• _Work request_: Filter the records below for the word "walking". Copy each line that holds it.

• _Data section_:
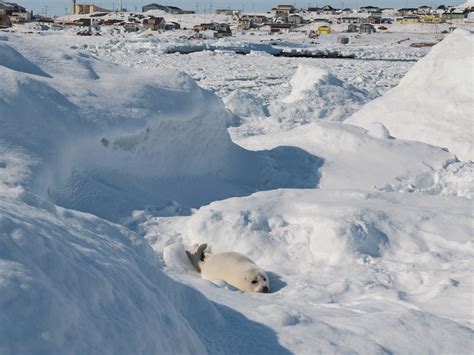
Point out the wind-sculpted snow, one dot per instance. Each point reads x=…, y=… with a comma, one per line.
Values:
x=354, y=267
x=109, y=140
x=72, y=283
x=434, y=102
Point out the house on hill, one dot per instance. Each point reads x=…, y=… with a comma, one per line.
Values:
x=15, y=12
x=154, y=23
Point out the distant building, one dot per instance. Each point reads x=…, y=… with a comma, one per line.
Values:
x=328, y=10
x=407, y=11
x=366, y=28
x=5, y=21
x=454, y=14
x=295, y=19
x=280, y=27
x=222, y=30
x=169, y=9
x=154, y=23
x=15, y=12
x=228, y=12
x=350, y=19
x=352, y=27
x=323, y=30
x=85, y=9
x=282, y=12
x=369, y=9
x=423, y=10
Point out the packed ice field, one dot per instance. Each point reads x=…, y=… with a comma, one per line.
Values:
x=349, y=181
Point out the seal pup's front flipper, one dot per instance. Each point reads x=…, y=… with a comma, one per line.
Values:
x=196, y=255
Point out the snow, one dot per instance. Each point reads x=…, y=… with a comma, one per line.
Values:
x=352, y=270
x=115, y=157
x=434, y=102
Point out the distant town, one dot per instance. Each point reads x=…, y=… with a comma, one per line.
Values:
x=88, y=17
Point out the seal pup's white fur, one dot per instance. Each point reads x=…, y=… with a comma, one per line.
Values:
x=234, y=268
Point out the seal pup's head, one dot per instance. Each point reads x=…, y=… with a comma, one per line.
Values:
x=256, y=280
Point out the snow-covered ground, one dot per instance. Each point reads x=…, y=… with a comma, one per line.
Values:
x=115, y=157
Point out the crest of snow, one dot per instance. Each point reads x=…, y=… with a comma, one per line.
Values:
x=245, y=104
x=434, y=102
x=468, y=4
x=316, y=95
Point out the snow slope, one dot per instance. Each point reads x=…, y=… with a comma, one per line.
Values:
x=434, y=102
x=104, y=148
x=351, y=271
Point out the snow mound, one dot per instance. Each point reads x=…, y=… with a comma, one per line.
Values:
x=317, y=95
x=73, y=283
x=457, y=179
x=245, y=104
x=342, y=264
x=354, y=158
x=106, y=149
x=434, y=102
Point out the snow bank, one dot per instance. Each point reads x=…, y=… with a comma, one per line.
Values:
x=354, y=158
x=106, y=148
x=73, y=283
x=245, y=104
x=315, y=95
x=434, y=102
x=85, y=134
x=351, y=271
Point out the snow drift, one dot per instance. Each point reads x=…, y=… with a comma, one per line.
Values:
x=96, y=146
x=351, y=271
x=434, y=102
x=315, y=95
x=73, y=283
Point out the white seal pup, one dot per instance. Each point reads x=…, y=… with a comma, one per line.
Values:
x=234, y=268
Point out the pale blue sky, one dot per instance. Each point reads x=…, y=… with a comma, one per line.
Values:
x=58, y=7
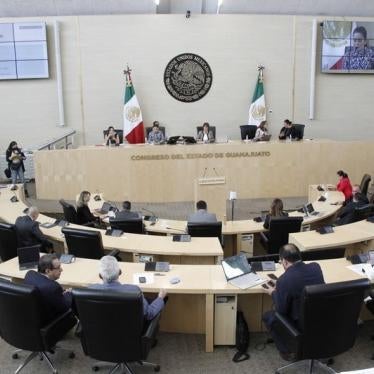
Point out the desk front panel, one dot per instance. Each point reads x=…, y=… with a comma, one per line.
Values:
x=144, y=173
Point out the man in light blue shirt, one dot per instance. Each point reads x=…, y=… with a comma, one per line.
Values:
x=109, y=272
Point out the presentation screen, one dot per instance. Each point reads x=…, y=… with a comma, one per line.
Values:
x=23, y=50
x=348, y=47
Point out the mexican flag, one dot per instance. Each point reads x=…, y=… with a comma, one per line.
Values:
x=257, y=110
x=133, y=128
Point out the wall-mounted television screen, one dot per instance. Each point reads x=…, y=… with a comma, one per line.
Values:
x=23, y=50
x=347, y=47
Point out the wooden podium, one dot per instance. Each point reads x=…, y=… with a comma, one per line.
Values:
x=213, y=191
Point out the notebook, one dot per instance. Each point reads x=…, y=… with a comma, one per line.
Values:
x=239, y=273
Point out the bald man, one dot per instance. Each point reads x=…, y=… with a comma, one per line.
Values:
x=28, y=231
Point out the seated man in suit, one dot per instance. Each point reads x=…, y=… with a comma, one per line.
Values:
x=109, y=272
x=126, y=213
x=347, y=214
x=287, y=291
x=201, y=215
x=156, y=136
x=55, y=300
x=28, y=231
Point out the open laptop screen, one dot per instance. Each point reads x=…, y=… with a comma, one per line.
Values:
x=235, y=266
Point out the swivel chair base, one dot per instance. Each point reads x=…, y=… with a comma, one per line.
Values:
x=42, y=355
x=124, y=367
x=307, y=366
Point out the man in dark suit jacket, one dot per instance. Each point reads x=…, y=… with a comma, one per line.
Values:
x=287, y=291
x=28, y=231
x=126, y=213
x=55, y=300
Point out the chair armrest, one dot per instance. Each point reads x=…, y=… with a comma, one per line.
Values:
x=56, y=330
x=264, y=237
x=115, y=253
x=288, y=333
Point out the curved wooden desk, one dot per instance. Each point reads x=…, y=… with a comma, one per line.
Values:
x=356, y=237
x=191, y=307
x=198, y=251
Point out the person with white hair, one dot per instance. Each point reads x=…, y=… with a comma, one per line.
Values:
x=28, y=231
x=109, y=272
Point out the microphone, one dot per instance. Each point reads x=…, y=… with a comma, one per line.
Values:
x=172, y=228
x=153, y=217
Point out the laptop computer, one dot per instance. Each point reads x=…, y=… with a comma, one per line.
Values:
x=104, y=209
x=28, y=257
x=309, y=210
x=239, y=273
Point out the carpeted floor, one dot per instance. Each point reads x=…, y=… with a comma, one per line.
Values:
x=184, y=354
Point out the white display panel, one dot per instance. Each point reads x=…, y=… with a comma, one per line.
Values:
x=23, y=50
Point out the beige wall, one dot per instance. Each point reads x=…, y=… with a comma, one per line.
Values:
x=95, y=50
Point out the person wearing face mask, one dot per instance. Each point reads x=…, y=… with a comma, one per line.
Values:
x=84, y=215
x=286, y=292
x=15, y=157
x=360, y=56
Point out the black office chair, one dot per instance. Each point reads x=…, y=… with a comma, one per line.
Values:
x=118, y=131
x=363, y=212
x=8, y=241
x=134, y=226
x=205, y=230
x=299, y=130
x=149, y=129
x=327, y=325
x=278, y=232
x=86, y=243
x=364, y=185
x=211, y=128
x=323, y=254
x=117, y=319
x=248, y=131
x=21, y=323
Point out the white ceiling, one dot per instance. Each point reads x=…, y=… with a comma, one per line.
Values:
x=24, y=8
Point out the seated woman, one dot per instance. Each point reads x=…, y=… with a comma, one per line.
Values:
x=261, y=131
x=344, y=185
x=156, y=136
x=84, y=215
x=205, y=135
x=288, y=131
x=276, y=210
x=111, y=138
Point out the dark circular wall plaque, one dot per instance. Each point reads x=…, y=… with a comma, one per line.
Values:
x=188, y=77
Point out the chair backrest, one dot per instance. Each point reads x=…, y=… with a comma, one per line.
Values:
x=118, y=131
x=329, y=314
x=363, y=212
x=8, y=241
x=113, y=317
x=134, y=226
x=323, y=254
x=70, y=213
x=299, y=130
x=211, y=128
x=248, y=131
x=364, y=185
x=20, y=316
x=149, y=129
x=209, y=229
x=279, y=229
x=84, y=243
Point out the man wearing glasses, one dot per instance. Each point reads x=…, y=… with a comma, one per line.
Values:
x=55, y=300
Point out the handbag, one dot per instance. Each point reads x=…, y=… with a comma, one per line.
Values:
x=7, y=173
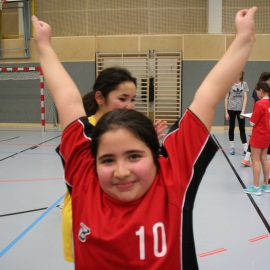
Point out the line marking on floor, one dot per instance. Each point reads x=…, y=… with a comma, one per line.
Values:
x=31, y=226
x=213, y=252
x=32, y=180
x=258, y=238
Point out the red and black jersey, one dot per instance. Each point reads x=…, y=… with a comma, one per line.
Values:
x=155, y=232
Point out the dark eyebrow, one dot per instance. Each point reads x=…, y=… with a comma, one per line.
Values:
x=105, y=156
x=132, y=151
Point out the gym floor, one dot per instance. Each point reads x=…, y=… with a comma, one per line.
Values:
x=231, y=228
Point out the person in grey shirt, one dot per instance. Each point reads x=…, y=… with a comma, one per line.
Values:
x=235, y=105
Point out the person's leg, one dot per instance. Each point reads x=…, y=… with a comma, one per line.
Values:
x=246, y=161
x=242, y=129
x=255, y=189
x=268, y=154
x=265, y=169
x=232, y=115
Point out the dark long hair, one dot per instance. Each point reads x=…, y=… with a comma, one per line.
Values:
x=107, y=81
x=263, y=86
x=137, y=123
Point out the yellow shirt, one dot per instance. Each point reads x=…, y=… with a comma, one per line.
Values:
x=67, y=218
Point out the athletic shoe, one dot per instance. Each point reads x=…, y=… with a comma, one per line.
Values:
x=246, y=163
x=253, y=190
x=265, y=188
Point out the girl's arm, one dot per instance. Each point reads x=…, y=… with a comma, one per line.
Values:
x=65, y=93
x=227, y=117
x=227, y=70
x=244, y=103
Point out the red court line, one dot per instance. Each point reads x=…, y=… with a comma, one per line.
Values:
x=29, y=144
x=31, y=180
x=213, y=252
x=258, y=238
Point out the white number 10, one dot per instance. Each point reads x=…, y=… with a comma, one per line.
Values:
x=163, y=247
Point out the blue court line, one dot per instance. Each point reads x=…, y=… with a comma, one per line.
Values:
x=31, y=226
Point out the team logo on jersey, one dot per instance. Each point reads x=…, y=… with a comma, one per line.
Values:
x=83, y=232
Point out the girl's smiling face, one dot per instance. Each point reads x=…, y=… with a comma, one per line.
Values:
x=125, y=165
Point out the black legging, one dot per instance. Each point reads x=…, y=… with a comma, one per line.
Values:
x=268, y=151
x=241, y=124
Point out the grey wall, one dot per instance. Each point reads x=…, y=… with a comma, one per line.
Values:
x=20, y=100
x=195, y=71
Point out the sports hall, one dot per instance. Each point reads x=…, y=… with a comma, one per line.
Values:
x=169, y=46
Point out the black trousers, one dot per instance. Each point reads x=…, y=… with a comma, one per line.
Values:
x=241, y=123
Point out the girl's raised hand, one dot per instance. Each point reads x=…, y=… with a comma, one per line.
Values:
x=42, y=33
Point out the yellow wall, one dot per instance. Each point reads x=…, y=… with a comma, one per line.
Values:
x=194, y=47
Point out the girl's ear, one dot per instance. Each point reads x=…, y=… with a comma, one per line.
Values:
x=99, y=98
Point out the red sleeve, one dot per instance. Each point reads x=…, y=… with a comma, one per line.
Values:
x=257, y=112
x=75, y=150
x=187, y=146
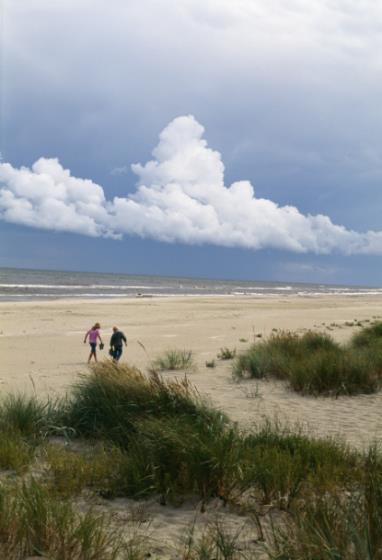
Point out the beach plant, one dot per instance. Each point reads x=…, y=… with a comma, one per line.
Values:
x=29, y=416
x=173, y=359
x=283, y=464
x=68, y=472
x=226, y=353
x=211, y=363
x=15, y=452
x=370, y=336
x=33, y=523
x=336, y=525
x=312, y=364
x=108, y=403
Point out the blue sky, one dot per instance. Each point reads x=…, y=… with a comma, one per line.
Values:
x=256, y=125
---
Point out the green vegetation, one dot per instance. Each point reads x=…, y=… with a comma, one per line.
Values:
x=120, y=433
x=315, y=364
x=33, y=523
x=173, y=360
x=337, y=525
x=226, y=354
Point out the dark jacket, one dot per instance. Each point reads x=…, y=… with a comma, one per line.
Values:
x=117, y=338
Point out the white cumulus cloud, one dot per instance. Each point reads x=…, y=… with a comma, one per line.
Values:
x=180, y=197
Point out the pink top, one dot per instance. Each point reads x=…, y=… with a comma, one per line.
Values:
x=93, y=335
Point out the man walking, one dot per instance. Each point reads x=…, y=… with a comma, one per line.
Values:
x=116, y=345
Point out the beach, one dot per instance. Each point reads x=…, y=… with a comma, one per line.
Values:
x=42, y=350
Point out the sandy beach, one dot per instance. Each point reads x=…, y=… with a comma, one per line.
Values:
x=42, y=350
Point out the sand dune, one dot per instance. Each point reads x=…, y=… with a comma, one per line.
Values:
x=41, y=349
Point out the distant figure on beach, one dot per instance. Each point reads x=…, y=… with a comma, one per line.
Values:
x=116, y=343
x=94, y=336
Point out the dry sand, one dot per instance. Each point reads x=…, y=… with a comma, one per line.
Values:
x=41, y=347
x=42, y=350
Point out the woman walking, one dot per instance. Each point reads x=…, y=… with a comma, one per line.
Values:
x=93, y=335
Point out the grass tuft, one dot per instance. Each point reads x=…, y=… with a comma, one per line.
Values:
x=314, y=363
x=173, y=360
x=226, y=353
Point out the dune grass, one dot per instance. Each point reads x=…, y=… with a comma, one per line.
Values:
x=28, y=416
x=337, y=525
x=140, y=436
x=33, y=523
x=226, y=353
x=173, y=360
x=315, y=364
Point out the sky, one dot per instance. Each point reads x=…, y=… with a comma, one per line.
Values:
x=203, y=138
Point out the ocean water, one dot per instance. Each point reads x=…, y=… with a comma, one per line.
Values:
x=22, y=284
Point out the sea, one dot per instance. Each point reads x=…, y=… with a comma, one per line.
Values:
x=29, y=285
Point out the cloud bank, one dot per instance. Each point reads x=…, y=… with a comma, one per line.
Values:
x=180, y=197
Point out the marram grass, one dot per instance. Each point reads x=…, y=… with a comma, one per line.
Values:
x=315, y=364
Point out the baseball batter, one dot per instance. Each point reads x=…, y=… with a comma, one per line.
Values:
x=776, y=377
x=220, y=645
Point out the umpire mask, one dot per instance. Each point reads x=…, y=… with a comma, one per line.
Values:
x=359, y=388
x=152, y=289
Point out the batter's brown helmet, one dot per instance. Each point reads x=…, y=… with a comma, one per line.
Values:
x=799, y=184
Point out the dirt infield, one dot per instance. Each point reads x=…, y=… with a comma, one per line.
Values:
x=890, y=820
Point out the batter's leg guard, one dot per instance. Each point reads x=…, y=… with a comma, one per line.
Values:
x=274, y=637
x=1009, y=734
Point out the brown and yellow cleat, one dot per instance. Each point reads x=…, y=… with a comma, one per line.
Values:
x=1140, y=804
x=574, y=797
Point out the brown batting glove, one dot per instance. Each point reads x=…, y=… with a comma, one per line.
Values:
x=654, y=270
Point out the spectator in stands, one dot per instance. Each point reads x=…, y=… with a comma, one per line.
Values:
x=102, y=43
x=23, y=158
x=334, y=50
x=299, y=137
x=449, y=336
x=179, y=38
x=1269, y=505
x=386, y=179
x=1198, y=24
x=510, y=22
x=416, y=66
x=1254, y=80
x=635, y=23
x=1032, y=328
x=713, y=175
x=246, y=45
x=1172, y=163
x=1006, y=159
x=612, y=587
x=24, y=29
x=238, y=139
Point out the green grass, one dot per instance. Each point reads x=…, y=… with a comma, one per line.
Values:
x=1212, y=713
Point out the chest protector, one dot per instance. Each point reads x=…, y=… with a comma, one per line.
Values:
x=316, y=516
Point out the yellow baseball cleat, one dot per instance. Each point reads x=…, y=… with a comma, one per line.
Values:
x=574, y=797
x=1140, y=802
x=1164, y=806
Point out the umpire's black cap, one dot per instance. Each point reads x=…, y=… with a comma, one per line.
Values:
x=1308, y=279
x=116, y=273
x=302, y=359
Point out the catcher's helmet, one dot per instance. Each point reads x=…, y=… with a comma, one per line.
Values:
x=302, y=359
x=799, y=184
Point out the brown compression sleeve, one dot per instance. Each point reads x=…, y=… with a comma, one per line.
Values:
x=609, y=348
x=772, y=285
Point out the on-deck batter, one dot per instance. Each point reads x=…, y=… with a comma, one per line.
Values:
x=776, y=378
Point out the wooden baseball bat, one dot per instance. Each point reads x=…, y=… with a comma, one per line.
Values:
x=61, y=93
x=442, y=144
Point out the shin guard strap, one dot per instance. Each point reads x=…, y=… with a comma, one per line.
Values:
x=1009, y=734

• _Exercise result_:
Point out the man walking, one dot per instance. Each point reads x=…, y=… with a comma, one per line.
Point out the woman walking, one dot per instance. Each point reads x=…, y=… with a comma, one per line.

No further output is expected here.